▶ EXERCISE BRIEF:
Pick out every line in the records below that contains the word "child", and copy each one in full.

--

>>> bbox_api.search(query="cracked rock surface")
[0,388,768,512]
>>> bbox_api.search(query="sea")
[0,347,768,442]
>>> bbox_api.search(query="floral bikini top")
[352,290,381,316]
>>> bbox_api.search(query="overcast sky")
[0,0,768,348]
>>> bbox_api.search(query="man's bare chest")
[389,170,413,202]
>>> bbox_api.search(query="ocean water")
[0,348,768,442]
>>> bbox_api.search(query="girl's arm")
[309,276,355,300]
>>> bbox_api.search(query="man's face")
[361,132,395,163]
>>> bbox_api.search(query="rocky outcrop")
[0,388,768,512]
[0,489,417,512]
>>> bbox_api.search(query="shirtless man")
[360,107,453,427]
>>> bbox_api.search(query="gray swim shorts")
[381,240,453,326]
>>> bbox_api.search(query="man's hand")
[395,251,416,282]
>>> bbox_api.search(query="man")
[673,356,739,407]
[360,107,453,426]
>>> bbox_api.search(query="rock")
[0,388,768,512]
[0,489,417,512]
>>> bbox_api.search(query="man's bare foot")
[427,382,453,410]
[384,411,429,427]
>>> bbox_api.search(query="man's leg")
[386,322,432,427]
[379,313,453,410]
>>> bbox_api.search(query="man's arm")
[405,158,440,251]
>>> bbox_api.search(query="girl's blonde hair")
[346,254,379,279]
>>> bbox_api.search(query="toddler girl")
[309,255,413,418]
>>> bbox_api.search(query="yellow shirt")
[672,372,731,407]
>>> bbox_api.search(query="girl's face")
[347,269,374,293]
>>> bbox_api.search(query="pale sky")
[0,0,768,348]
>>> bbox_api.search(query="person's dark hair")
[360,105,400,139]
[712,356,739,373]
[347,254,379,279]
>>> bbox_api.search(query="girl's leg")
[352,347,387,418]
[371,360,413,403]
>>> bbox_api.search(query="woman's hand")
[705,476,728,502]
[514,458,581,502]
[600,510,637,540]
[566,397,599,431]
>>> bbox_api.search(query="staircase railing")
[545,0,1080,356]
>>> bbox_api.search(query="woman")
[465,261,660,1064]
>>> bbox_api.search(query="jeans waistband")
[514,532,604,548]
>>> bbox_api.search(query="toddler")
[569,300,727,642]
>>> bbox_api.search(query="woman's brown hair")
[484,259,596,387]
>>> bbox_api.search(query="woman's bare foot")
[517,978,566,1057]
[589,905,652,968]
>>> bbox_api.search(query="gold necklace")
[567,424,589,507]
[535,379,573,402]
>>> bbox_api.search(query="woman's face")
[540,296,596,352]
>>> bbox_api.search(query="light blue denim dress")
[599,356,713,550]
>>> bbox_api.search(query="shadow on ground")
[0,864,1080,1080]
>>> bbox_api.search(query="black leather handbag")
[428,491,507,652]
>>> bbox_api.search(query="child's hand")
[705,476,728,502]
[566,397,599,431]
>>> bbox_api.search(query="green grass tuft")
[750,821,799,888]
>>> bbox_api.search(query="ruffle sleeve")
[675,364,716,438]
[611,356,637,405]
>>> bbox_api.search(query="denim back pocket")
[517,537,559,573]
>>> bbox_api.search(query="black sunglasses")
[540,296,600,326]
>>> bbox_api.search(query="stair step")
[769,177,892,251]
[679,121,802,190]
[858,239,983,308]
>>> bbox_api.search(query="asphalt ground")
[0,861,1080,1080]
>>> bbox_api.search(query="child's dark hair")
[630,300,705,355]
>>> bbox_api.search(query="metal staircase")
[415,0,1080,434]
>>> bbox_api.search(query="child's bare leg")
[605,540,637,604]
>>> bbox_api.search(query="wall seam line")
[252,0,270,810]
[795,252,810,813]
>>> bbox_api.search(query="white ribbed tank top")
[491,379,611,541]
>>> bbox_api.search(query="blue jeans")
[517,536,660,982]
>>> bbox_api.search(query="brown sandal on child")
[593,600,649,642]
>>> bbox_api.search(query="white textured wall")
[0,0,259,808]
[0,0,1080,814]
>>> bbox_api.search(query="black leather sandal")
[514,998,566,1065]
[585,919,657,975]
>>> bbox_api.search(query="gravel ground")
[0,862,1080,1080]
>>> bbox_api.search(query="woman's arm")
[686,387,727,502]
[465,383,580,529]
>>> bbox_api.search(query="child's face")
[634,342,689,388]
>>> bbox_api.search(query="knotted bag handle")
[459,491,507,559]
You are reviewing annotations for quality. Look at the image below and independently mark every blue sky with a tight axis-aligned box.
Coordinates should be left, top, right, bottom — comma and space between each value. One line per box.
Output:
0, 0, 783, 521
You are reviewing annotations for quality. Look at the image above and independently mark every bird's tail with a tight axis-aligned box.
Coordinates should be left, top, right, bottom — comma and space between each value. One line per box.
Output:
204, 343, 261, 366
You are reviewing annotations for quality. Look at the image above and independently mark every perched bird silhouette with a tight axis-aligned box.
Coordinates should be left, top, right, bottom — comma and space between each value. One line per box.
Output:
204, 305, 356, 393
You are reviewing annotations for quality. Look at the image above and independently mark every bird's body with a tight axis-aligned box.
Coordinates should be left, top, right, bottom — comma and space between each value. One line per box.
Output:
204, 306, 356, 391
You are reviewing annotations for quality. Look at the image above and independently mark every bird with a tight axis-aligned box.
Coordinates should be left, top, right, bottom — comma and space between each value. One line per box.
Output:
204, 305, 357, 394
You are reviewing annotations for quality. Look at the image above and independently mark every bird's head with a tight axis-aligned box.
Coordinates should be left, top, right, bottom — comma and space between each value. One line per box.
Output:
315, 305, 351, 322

--

▶ RESPONSE:
>>> bbox_api.search(query="child's hand")
>>> bbox_api.search(query="child's dark hair")
>>> bbox_api.search(query="child's bare leg")
>>> bbox_api.search(query="brown sandal on child")
>>> bbox_api.search(query="child's face")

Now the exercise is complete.